§ **PROVIDED MATERIAL**:
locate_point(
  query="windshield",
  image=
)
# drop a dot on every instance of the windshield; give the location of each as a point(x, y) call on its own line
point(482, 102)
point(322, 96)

§ **WHAT THE EXERCISE ASKS**:
Reproduce the entries above line for line, changing nothing.

§ **EXERCISE RESULT**:
locate_point(
  query="windshield",
  image=
)
# drop a dot on every instance of the windshield; give the location of each as a point(x, y) call on its own line
point(482, 102)
point(322, 96)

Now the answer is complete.